▶ [Problem details]:
Output everything in the listing exactly.

▶ [Exercise data]:
=== Section Start ===
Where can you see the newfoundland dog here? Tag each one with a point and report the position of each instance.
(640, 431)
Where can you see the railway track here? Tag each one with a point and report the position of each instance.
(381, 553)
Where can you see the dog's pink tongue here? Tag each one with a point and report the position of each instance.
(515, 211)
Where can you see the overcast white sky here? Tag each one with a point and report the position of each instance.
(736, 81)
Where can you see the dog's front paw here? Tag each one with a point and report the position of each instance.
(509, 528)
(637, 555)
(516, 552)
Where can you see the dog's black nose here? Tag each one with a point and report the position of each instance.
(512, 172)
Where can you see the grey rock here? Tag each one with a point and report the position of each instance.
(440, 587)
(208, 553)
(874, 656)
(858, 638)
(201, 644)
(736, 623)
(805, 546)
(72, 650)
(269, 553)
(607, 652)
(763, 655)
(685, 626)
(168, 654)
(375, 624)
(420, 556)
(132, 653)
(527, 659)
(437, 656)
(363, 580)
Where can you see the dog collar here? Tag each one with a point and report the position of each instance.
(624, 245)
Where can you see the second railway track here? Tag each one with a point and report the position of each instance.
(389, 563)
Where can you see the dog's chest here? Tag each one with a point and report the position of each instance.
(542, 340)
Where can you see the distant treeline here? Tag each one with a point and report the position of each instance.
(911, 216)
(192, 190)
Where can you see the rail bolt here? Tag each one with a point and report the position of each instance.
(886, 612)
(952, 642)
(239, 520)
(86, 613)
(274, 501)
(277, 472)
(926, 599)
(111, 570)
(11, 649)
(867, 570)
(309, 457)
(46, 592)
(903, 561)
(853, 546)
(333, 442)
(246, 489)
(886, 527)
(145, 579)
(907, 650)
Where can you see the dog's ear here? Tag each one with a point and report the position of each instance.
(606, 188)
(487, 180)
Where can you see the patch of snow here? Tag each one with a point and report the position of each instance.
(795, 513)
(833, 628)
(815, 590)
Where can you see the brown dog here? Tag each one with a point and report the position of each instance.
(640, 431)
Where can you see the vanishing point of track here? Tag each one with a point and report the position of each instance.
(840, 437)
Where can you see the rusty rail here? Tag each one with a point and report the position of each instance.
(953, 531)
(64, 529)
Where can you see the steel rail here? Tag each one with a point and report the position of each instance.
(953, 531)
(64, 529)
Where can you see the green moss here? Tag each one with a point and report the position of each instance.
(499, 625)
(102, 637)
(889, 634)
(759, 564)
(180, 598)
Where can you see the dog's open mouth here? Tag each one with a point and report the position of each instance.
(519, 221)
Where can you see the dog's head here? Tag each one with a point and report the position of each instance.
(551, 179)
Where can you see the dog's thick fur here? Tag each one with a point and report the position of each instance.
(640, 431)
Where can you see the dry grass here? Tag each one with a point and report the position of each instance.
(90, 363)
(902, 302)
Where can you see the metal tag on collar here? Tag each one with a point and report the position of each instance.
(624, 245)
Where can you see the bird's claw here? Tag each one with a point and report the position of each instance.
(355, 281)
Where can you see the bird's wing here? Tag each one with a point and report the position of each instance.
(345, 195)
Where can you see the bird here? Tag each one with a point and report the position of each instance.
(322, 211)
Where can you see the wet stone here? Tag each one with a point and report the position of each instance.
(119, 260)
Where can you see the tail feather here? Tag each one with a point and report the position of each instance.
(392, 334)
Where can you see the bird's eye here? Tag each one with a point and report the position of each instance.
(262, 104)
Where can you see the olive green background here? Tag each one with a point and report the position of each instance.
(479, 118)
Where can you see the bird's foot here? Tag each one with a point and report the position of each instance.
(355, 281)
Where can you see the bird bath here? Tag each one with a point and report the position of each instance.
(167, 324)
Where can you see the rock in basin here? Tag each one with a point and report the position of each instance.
=== Section End ===
▶ [Answer section]:
Where can you see the newfoundland dog here? Tag each one with a point and report the position of each instance.
(640, 431)
Where can you see the railway track here? Tag each one with a point and report the position of each instance.
(381, 553)
Where can you see the dog's pink tongue here? Tag each one with a point and report the position of each instance.
(515, 211)
Where can you see the overcast white sky here? Tag each one with a point and report the position of each instance.
(736, 81)
Where can you see the dog's front paw here? Tag each one with a point and report the position of each instance.
(509, 528)
(637, 555)
(516, 552)
Where can you see the dog's black nose here? Tag each one with a point and report the position of each instance.
(512, 172)
Where can you see the grey rock here? Tag each one with a point and report the position of each instance.
(440, 587)
(208, 553)
(874, 656)
(858, 638)
(201, 644)
(736, 623)
(805, 546)
(72, 650)
(269, 553)
(607, 652)
(763, 655)
(685, 626)
(168, 654)
(375, 624)
(420, 556)
(132, 653)
(527, 659)
(437, 656)
(363, 580)
Where can you see the dog collar here? Tag each one with a point and report the position of each instance.
(624, 245)
Where can you see the second railway track here? Tag each one with a point and report the position of each instance.
(389, 563)
Where can you see the dog's chest here? Tag each one with a point and report the position of each instance.
(542, 340)
Where can you see the distant treeline here? Tag each one with a point and report the position of each instance.
(911, 216)
(192, 190)
Where can you see the rail bolt here? Tag each one with a point and report the position of each instance.
(886, 612)
(952, 642)
(239, 520)
(86, 613)
(274, 501)
(277, 472)
(926, 599)
(111, 570)
(11, 649)
(867, 570)
(309, 457)
(46, 592)
(903, 561)
(853, 546)
(333, 442)
(246, 489)
(886, 527)
(145, 579)
(907, 650)
Where can you see the dog's ear here? Tag each one with a point and report the position of each instance.
(606, 188)
(487, 180)
Where can you see the patch of snow here? Tag each one with a point and report the position of each instance.
(795, 513)
(833, 628)
(815, 590)
Where can you see the brown dog here? Tag each one with a point and report the position of each instance.
(640, 431)
Where can you see the vanishing point of track here? Tag each one with a point and report the position of each instance.
(840, 437)
Where can you see the rusty rail here? Tag each one with a point and report the position of each instance.
(953, 531)
(64, 529)
Where can you see the steel rail here? Tag each one with a point and report the position of each instance.
(953, 531)
(64, 529)
Where can you see the green moss here? Tag each one with a point and report the position of each instance.
(499, 625)
(102, 637)
(889, 634)
(759, 564)
(180, 598)
Where can you see the dog's open mouth here? Tag each one with a point and report the position of each instance.
(519, 221)
Where can you see the dog's head here? Tag each one with a point and report the position of each instance.
(551, 179)
Where can you see the dog's thick fur here? Tag each one with a point and report the position of each instance.
(640, 431)
Where can you see the dry grass here? Tag each one with a point and report the position of each instance.
(90, 363)
(902, 302)
Where can you see the metal tag on collar here? Tag each one with a point and report the position of each instance.
(624, 245)
Where can you see the bird's claw here? Tag each one with a point and report the position of each instance.
(355, 281)
Where can you see the bird's wing here? Tag each one with a point and report the position of each instance.
(345, 195)
Where can you see the bird here? Tag each one with a point and report the position of each instance.
(322, 211)
Where can you see the wet stone here? Tag each one with a point and report the position of each instance.
(119, 260)
Where can you see the tail feather here? Tag each one with a point and report the position of each instance.
(392, 334)
Where can you see the bird's eye here? Tag each one with a point and report the position of each instance.
(262, 104)
Where can you see the olive green background here? Tag each one with a point and report the position of each instance.
(479, 118)
Where can you see the bird's foot here? Tag each one with a point and report the position of each instance.
(355, 281)
Where can you see the bird bath here? Tag each one with a point and report the position of each instance.
(167, 324)
Where can you see the rock in basin here? Tag each one with a point and report the position of each instance.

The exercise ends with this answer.